▶ [Work order]: In the passage on data distribution, what does a storage server do with the data in an assigned key range after it receives the private mutation?

▶ [Supplied passage]:
»»
Data distribution queue server (dataDistributionQueue actor): It is created when DD is initialized. It behaves as a server to handle RelocateShard related requests. For example, it waits on the stream of RelocateShard. When a new RelocateShard is sent by teamTracker, it enqueues the new shard, and cancels the inflight shards that overlap with the new relocate shard.

applyMetaMutations: This is special logic to handle private transactions that modify txnStateStore and special system keys. Transaction systems (i.e., commit proxy, resolver and tLogs) and storage servers perform extra operations for the special transactions. For any update, it will be executed on all commit proxies in order so that all commit proxies have a consistent view of the txnStateStore. It will also send special keys to storage servers so that storage servers know the new keyspace they are now responsible for.

A storage server (SS) processes all requests sent to the server in its storageServerCore actor. When a (private) mutation request is sent to a SS, the server will call the update() function. Eventually, the StorageUpdater class will be invoked to apply the mutation in applyMutation() function, which handles private mutations applyPrivateData() function.

If a new key range is assigned to a storage server, the storage server will receive a private mutation that changes the serverKeys (\xff/serverKeys/) and keyServers (\xff/keyServers/). Then the server will create transactions, just like an FDB client, to read key-value pairs in the assigned key range and write the data into its local storage engine.

If a key range is removed from a storage server, similarly the storage server will receive a private mutation that changes the serverKeys and keyServers. Once the private mutation is processed by the SS, the SS removes data in its versioned data.
««
▶ [Information given]:
»»
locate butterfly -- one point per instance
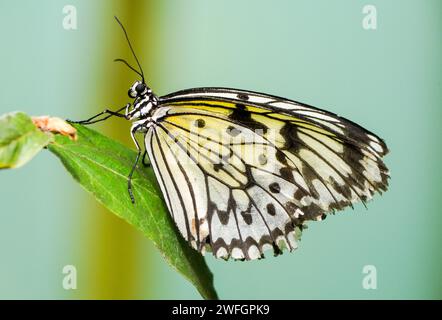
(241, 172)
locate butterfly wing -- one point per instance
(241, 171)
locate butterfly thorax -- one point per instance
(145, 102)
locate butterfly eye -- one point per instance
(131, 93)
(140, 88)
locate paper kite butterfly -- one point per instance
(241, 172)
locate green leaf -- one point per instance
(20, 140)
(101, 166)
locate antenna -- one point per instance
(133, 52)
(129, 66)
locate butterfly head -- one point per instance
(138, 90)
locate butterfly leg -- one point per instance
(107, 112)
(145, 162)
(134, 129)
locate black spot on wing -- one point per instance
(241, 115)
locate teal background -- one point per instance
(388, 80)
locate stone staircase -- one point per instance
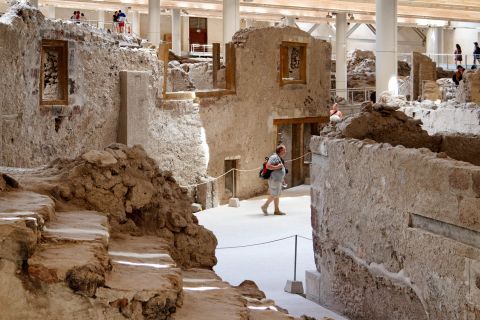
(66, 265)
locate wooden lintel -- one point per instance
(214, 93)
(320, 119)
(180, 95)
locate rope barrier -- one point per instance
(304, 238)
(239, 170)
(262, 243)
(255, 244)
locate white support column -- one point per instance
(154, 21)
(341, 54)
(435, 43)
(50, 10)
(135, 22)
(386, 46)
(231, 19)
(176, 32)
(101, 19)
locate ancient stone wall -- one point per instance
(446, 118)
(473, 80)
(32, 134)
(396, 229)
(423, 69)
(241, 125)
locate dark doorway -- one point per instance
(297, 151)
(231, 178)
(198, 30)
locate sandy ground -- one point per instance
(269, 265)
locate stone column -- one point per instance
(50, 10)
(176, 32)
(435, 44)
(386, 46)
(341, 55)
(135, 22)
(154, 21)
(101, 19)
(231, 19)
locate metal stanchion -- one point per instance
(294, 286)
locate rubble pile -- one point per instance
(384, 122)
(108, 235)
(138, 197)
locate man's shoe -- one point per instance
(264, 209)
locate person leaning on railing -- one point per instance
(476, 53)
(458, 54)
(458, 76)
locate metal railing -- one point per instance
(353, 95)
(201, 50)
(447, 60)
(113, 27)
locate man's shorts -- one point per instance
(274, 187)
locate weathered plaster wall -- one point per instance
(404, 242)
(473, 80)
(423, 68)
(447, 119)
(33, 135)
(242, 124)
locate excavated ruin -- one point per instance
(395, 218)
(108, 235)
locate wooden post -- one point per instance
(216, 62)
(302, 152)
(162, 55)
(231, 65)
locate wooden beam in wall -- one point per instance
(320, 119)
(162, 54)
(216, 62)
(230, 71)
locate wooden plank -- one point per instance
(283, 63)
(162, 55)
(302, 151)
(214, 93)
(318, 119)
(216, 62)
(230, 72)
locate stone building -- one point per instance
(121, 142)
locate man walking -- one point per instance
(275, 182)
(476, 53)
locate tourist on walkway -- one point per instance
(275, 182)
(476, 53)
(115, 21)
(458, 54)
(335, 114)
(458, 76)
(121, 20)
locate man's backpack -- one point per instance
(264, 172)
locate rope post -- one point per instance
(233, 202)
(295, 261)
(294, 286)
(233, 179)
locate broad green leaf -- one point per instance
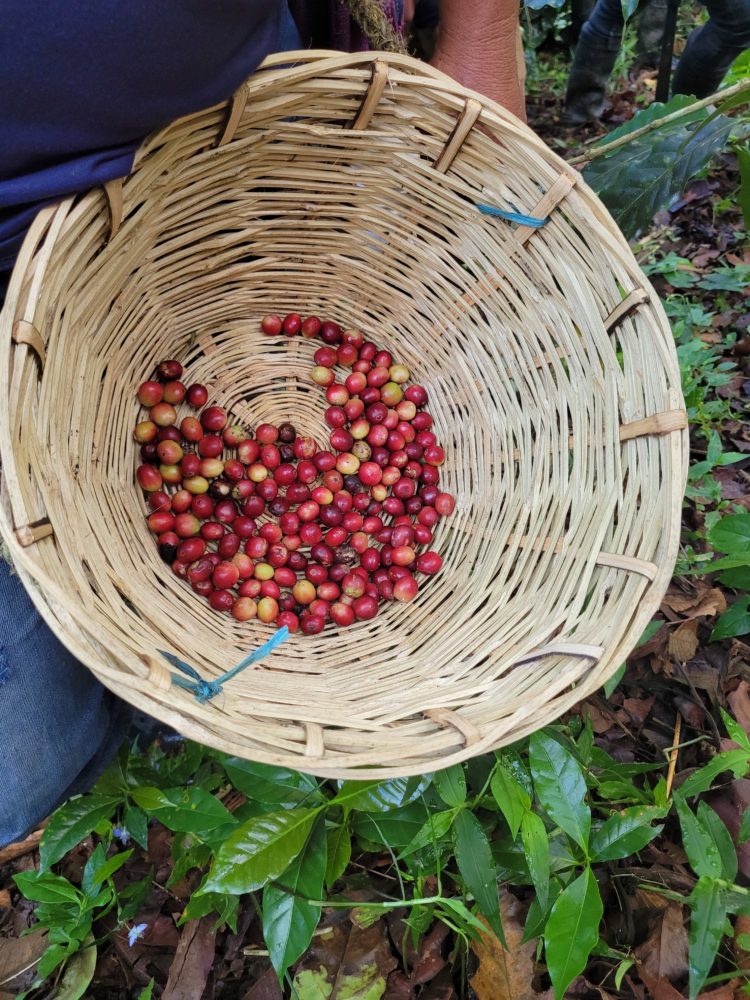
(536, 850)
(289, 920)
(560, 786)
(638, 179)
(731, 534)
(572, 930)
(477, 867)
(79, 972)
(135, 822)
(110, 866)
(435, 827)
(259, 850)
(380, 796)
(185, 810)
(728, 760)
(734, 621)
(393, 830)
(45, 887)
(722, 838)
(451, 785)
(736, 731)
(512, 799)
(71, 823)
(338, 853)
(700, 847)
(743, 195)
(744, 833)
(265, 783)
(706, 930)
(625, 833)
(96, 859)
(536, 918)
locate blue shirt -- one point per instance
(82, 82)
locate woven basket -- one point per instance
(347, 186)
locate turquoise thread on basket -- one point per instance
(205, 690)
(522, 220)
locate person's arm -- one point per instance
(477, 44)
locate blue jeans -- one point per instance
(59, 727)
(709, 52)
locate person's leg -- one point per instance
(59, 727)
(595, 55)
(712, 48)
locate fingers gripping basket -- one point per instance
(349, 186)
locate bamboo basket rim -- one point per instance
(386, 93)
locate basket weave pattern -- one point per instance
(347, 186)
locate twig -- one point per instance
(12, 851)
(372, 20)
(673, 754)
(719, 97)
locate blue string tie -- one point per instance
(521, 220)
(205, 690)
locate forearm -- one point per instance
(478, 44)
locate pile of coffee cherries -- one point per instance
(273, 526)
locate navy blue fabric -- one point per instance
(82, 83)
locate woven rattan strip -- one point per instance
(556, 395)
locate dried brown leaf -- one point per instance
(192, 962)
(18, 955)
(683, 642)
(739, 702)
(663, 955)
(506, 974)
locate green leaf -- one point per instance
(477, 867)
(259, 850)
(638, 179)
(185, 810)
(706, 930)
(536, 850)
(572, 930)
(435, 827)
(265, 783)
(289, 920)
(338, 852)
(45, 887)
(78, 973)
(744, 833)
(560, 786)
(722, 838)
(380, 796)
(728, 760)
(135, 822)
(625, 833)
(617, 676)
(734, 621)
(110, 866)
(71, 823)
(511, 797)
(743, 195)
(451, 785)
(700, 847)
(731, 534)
««
»»
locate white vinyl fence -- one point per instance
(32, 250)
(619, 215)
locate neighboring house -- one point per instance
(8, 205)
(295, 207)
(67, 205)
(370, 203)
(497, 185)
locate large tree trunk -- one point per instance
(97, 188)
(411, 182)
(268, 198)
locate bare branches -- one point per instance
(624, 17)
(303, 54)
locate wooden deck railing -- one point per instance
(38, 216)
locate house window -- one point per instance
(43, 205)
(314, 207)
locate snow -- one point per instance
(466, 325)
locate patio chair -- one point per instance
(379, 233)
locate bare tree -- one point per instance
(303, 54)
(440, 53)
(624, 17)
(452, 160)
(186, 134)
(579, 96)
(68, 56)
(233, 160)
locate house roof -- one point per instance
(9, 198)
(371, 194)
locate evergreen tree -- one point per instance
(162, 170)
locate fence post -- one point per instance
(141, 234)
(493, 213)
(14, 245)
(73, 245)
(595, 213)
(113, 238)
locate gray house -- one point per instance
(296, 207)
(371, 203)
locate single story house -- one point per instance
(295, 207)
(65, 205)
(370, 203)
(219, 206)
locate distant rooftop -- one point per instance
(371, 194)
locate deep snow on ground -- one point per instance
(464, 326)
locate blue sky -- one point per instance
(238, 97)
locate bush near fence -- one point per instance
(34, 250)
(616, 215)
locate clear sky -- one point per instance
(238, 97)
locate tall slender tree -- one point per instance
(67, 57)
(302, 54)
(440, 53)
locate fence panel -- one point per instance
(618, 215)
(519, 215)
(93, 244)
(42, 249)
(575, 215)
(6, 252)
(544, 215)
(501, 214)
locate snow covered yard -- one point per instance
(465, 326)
««
»»
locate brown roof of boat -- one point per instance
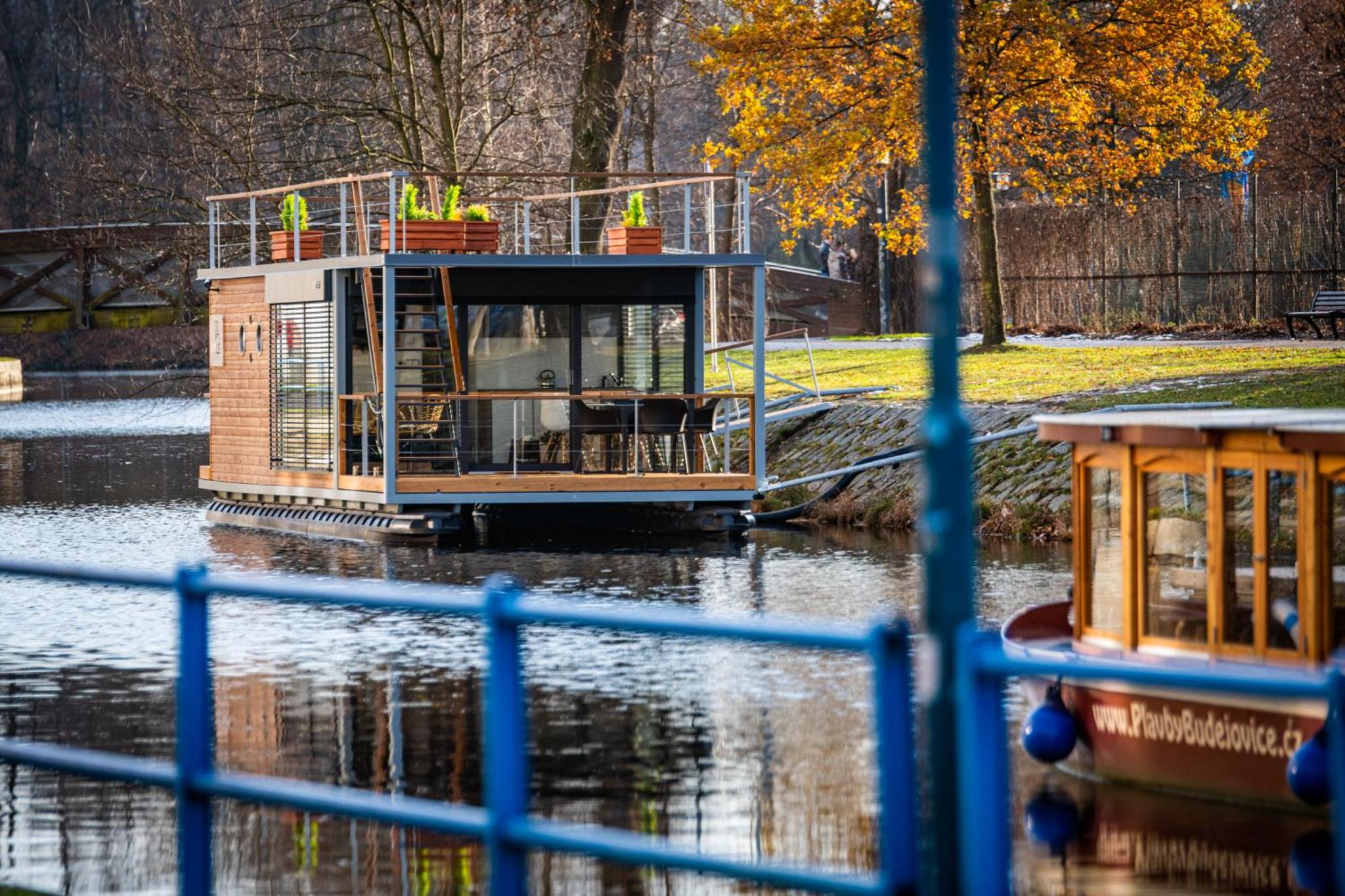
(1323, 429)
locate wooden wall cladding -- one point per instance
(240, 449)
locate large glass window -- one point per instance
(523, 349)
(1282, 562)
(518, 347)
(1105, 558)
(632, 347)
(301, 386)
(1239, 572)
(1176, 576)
««
▶ [Result]: It creates transactions, like an FDB client, to read the key-value pairs in that range and writes the data into its local storage engine.